Task instructions.
Copy out the records from the line containing "Exercise. Put one point on each instance of the dirt" through the end of the records, requests included. Add 96 to every coordinate in the answers, and give only those lines.

───── Records for this exercise ─────

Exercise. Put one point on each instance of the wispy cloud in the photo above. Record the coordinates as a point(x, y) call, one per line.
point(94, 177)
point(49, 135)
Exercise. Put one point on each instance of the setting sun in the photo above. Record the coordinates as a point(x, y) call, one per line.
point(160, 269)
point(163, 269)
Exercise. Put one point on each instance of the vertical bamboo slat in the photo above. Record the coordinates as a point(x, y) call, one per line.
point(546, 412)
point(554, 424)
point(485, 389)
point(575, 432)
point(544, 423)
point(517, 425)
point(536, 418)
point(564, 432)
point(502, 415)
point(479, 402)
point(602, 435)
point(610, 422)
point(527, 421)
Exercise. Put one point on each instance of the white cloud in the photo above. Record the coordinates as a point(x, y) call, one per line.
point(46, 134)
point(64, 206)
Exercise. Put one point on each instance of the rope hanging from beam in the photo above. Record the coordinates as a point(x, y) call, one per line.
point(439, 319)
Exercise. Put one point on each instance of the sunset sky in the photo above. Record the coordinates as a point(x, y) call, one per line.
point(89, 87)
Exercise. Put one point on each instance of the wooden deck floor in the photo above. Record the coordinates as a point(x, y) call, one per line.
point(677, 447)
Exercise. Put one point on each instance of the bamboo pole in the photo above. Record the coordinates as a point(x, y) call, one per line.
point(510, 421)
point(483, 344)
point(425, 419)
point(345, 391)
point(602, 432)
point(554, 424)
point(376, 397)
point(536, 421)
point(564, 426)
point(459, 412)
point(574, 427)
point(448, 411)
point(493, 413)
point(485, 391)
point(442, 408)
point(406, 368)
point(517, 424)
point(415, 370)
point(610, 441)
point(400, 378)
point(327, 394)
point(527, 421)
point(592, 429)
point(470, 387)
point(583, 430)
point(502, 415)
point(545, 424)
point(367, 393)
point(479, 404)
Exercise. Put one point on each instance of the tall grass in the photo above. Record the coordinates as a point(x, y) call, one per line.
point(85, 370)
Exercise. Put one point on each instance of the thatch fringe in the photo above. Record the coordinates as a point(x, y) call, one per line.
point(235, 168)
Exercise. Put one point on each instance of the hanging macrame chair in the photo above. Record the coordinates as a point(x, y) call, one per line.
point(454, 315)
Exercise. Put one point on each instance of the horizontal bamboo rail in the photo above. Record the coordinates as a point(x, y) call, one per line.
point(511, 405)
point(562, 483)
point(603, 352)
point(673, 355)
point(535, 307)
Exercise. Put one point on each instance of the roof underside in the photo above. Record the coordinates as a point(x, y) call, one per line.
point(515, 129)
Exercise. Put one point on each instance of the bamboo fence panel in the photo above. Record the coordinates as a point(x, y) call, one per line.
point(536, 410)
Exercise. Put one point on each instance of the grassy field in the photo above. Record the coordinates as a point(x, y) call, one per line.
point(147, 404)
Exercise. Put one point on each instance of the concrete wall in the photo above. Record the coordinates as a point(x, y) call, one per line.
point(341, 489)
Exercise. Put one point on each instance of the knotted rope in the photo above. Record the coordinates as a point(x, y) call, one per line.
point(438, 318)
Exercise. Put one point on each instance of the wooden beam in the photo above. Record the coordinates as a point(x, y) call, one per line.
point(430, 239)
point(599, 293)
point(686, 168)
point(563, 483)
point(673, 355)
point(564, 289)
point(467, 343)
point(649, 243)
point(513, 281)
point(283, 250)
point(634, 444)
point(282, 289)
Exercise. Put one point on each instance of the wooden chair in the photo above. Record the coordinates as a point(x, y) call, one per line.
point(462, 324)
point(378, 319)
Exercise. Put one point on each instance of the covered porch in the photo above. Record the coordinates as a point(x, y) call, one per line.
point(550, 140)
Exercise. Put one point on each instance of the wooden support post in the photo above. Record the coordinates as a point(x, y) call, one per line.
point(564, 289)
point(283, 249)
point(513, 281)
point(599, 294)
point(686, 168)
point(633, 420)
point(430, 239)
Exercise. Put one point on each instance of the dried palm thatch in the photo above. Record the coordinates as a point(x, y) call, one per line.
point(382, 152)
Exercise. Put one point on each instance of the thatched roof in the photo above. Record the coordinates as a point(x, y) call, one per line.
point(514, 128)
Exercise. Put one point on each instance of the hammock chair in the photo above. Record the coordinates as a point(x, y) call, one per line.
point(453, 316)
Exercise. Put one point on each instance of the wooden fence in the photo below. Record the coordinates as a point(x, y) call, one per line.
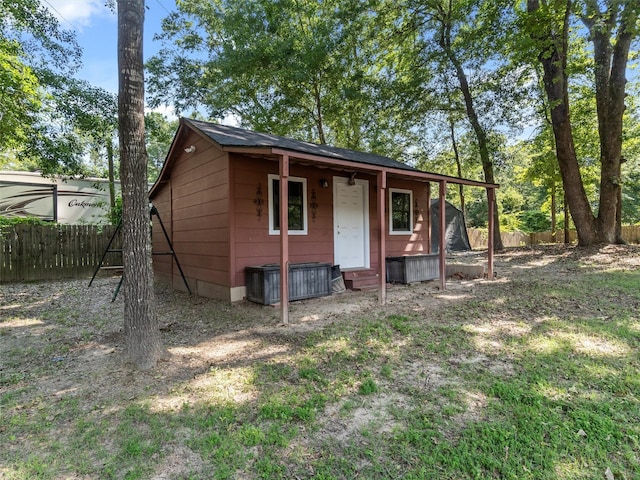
point(51, 252)
point(478, 238)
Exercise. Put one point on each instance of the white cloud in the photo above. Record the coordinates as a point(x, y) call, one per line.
point(77, 14)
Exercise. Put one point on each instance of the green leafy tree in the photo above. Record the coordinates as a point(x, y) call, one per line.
point(611, 27)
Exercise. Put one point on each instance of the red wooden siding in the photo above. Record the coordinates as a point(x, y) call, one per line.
point(253, 244)
point(199, 206)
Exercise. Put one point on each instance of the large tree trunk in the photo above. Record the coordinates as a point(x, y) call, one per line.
point(610, 62)
point(143, 346)
point(553, 58)
point(478, 129)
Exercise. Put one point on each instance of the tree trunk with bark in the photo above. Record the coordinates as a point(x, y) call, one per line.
point(143, 346)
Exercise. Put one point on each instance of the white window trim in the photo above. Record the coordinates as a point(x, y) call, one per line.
point(400, 232)
point(273, 231)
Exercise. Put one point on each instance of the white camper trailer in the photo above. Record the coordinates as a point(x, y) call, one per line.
point(62, 200)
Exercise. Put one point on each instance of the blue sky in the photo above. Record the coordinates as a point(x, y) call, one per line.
point(97, 32)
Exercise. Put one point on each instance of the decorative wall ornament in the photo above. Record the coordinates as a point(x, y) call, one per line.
point(314, 204)
point(258, 201)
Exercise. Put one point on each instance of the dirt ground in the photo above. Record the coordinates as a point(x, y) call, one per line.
point(79, 329)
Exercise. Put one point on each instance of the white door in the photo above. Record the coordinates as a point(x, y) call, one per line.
point(351, 223)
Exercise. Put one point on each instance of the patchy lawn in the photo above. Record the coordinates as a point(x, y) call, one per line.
point(535, 375)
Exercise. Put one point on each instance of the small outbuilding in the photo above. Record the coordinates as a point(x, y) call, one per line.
point(231, 198)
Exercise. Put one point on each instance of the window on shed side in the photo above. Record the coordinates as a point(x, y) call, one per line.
point(297, 205)
point(400, 211)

─────

Complete answer.
Exercise. Put one point on each instance of the dirt ground in the photo above. Record the coordinates as a point(x, y) call, one per line.
point(175, 425)
Exercise. Put one point on each instance of the white door in the photo above. Record the coordinates as a point(x, y) call, one per line.
point(447, 319)
Exercise. Put one point on each instance of the patchy lawn in the photo above. Record the coordinates as a point(x, y) call, one per line.
point(631, 471)
Exercise. Put one point on each instance of the small outbuilding in the photo above. Record the coordinates as a point(x, y) call, one per line.
point(327, 294)
Exercise. Put one point on each instance of the window on shed side in the photo above. Record the coordinates as a point(x, y) call, one per line.
point(393, 301)
point(496, 307)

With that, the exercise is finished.